--- Exercise materials ---

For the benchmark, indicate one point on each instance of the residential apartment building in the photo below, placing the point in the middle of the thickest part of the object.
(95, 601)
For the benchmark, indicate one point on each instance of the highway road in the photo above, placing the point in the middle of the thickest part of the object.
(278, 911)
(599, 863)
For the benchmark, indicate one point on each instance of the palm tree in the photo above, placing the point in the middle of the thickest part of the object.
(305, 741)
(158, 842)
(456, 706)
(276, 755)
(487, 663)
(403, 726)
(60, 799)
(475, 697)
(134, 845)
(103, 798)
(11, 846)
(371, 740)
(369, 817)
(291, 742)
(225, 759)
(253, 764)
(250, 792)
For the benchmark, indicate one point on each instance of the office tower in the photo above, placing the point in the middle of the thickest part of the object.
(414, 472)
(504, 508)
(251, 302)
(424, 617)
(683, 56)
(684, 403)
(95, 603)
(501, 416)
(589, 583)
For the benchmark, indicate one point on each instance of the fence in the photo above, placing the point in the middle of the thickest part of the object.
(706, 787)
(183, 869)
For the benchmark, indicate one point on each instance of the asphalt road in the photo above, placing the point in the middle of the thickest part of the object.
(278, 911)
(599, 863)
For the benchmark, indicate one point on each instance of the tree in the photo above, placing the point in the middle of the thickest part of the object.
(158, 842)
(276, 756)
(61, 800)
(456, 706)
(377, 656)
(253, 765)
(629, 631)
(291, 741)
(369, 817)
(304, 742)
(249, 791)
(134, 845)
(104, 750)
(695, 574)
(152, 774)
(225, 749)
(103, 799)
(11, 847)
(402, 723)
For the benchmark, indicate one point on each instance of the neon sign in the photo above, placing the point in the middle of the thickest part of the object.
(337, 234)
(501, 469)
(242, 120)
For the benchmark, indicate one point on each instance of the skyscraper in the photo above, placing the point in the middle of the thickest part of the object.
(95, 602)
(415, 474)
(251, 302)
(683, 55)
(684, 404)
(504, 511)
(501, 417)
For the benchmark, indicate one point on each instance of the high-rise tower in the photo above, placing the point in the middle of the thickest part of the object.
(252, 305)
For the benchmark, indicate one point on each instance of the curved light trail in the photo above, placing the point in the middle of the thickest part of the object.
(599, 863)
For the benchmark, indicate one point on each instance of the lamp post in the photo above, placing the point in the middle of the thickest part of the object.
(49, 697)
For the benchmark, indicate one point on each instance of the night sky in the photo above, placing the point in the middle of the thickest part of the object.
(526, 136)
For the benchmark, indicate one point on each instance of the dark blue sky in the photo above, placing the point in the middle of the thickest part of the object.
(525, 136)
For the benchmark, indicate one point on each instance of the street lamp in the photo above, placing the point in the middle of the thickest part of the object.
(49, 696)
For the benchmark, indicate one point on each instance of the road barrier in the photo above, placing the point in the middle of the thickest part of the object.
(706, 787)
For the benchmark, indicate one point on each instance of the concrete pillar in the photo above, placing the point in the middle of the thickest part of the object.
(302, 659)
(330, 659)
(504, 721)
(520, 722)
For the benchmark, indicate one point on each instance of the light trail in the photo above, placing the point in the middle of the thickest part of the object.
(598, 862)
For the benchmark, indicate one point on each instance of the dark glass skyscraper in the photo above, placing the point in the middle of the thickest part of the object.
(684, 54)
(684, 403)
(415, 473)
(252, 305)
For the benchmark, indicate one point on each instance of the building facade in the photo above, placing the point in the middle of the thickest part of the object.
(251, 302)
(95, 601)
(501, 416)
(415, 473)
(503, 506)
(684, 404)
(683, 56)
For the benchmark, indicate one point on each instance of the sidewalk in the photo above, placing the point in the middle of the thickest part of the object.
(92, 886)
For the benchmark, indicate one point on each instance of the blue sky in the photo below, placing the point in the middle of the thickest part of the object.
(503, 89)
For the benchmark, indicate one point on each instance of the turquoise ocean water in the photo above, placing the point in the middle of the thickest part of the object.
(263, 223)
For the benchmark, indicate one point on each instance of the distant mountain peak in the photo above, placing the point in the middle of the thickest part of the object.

--- Brief ---
Rewrite everything from the line containing "of the blue" down to the end of the records, keeping the text lines as they are. Multiply each coordinate in the answers by 2.05 and round it to a whole number, with halves rounded up.

--- Solution below ---
For the benchmark, indicate one point on each instance of the blue sky in the photo below, placing the point in the middle of the thickest part of the object.
(1031, 182)
For the benchmark, indicate one point on each instance of the turquoise ocean water in the photo above, placing the point in the middle of the thickest part of the object.
(539, 457)
For the benchmark, indicate one point on each instance of the distant mountain peak in the photo above, placing the point in the middle of the thickest part of the object.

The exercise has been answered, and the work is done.